> **What this task involves**:
The answer must consist of the records, repeated exactly.

> **Records for processing**:
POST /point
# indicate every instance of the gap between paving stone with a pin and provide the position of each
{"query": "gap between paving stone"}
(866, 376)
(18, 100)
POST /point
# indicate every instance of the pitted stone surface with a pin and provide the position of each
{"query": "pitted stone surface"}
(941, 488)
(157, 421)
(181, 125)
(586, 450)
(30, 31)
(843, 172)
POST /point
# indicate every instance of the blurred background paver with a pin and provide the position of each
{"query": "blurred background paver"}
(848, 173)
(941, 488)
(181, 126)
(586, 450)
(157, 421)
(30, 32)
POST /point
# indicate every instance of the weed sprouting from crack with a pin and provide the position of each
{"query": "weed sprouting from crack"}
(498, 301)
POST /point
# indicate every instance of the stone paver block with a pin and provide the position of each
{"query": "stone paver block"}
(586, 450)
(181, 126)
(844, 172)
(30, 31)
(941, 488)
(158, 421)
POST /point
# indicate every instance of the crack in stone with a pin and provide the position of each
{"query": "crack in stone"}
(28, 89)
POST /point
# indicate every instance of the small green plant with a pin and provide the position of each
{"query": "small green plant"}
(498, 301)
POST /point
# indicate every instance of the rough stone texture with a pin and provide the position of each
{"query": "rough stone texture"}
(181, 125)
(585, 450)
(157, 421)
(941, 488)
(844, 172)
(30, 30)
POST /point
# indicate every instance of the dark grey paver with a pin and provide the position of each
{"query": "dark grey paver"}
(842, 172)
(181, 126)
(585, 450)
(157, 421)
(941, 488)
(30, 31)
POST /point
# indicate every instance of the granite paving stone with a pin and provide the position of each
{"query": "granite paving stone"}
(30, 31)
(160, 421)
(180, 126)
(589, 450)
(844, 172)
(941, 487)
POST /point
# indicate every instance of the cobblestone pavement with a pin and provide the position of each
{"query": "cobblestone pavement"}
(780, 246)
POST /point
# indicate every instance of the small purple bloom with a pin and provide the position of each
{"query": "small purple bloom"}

> **Result below**:
POST /point
# indicate every instance of the gap between paving stone with a pin and provide the position of each
{"query": "gap between paving stone"}
(866, 376)
(18, 100)
POST /point
# indicate every instance of the pitted stone surface with a pin and provide the position of each
{"query": "pitted stone surface"}
(941, 488)
(157, 421)
(181, 125)
(586, 450)
(30, 31)
(843, 172)
POST /point
# indicate every instance of the blurred background paver with a pin and provide the position of each
{"query": "blurred background paver"}
(848, 173)
(941, 488)
(181, 126)
(586, 450)
(157, 421)
(30, 32)
POST /point
# indicate every instance of the weed sprouting from crack with a pin and provide the position of each
{"query": "weed sprouting from crack"}
(498, 301)
POST /point
# indicate every instance of the stone paver block with a pin and provide the position of each
{"query": "stone paver block"}
(586, 450)
(181, 126)
(844, 172)
(30, 31)
(941, 488)
(158, 421)
POST /point
# indicate every instance of the crack in stone with a pin and provide the position of each
{"query": "crack in stone"}
(28, 89)
POST /point
# indicate every instance of the small green plant with a pin and provide the position of each
{"query": "small green plant"}
(498, 301)
POST /point
# indicate every instance of the rough stone texture with a pin and provide the position of each
{"query": "rough stone texture"}
(181, 125)
(585, 450)
(157, 421)
(941, 488)
(844, 172)
(30, 30)
POST /point
# indicate every instance of the dark grey paver with a pin and provide the position of each
{"query": "dark grey paver"}
(842, 172)
(181, 126)
(585, 450)
(157, 421)
(941, 488)
(30, 31)
POST /point
# indicate every instance of the granite paving stone with a pin and provide the position of each
{"query": "granite paving stone"}
(30, 31)
(160, 421)
(180, 126)
(589, 450)
(844, 172)
(941, 487)
POST /point
# indicate every instance of the cobblestone pavement with a pin and provide the position of each
{"query": "cobblestone pavement"}
(780, 246)
POST /point
# indicate every instance of the small purple bloom with a pin and provide the position of each
{"query": "small purple bloom"}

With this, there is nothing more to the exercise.